▶ _EXERCISE PROMPT_
Starting at the first line of the items below and ending at the line that contains "xmin=0 ymin=0 xmax=350 ymax=98", set out every line in that range, omitting blank lines, as a Markdown table with the columns Row and Line.

▶ _TASK INPUTS_

--- start ---

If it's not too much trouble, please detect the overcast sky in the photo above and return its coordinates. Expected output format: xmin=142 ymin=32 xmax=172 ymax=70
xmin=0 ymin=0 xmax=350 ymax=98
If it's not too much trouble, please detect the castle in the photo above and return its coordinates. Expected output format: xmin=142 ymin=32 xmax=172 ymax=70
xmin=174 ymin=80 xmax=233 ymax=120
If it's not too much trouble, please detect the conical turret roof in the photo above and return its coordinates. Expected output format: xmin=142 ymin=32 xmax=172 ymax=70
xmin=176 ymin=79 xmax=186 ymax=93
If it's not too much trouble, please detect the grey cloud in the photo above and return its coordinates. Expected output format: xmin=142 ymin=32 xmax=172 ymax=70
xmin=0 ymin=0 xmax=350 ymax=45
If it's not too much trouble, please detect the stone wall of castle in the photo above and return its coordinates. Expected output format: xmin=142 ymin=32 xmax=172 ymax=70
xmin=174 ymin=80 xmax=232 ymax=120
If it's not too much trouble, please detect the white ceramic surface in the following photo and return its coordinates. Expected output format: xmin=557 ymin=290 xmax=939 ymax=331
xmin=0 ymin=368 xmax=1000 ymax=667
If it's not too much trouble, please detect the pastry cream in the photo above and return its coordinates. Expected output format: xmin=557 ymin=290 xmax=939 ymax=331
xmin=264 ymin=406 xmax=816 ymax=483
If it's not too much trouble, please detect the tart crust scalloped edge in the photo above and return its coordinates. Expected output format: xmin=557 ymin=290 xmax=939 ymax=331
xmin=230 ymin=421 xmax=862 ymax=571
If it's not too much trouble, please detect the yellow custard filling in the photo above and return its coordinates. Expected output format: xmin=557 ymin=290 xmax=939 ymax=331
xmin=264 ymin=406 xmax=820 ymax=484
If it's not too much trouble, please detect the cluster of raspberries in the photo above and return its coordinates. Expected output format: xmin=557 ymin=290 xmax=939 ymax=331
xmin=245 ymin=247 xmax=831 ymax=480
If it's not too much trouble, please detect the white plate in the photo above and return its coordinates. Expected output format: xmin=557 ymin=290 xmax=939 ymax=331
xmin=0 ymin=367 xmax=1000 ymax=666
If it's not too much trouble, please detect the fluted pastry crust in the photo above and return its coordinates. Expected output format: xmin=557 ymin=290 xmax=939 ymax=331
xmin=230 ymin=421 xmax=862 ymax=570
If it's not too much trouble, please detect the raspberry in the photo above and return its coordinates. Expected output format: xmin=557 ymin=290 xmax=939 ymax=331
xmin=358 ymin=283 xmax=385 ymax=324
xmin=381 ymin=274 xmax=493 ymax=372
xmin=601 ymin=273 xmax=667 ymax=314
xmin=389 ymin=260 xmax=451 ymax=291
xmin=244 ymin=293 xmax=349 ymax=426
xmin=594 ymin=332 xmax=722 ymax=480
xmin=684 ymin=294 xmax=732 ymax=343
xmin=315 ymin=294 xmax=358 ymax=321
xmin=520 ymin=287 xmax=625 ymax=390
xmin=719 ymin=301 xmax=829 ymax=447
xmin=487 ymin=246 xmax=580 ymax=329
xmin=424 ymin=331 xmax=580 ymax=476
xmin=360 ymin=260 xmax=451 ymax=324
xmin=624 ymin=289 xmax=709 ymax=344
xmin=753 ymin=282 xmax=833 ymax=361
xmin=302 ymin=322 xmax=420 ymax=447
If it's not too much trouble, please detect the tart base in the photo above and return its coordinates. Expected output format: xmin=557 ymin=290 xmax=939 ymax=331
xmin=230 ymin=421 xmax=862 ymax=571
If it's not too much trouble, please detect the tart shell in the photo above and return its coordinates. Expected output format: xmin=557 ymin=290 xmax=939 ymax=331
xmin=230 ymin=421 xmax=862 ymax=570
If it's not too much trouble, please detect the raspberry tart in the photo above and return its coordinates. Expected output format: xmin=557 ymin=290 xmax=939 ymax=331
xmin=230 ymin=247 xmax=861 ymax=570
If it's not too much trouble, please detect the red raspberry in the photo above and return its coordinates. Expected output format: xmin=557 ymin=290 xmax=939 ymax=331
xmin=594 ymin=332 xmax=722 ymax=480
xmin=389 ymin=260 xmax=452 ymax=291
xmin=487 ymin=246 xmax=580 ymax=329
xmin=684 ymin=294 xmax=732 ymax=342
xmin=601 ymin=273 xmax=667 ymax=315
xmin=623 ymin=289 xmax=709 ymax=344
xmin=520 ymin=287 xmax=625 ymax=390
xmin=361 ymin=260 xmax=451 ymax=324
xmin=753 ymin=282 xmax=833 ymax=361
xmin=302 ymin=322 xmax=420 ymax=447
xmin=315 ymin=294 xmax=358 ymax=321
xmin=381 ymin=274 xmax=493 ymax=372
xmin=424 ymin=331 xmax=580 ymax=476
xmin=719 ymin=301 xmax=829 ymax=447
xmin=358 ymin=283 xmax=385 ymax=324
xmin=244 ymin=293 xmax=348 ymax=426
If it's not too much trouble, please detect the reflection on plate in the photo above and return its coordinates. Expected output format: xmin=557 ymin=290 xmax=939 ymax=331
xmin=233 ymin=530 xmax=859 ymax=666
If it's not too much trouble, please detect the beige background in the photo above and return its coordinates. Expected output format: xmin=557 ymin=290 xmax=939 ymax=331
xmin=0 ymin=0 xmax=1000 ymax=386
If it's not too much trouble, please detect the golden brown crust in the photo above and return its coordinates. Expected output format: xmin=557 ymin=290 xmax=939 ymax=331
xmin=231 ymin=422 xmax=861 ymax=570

--- end ---

▶ _REPLY TO THE EXERCISE_
| Row | Line |
|---|---|
| 1 | If it's not too much trouble, please detect the overcast sky in the photo above and return its coordinates. Expected output format: xmin=142 ymin=32 xmax=172 ymax=70 |
| 2 | xmin=0 ymin=0 xmax=350 ymax=98 |